_Text block:_
2

I have a dataframe input, just like below format:

 queryid  wifi rssi
1 0004920b wifi1   10
2 0004920b wifi2   20
3 1114920b wifi3   15
4 11000492 wifi1   -10

And I want to create a sparse Matrix use this input dataframe. for example:

queryid   wifi1  wifi2  wifi3
0004920b   10      20    .
1114920b    .       .    15
11000492   -10      .    .
Martin Schmelzer
  • 23,283
  • 6
  • 73
  • 98
user3151261
  • 1,947
  • 2
  • 13
  • 12

2 Answers2

1

I initially thought this was a duplicate of Create Sparse Matrix from a data frame, but encountered errors relating to the requirement that assignment-indexing of sparseMatrices needs to be numeric and those queryid and wifi columns appear to be factors (or character). I'm going to assume they are factors, but users should check.

library(Matrix)
(M <- with( dat, sparseMatrix(i= as.numeric(queryid), j=as.numeric(wifi),x=rssi)))
#------
3 x 3 sparse Matrix of class "dgCMatrix"

[1,]  10 20  .
[2,] -10  .  .
[3,]   .  . 15
dimnames(M) <- list( levels(dat$queryid), levels(dat$wifi) )
#-------
> M
3 x 3 sparse Matrix of class "dgCMatrix"
         wifi1 wifi2 wifi3
0004920b    10    20     .
11000492   -10     .     .

_Work instructions:_
Answer these questions from the forum thread on building a sparse matrix:
1. What rssi value does queryid 11000492 have in the input dataframe?
2. Which R package does the answer load?
3. What class does the resulting sparse matrix belong to?
The records that follow come from a separate source.

_Data section:_
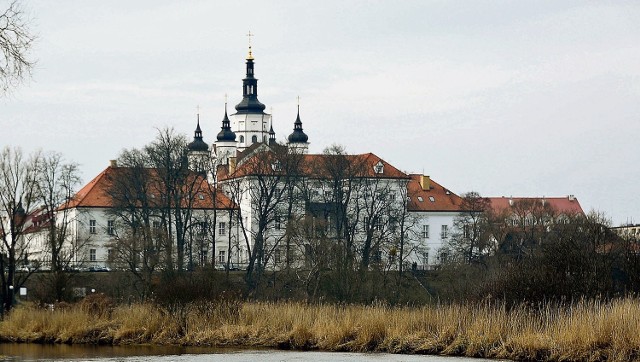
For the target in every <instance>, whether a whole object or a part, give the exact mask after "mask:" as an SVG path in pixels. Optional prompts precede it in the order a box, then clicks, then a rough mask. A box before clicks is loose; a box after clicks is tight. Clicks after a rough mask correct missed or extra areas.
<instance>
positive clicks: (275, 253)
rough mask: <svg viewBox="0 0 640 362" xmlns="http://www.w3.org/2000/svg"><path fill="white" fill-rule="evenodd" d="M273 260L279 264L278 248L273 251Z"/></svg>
mask: <svg viewBox="0 0 640 362" xmlns="http://www.w3.org/2000/svg"><path fill="white" fill-rule="evenodd" d="M273 262H274V263H276V264H280V249H276V250H275V251H274V253H273Z"/></svg>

_Output:_
1. -10
2. Matrix
3. "dgCMatrix"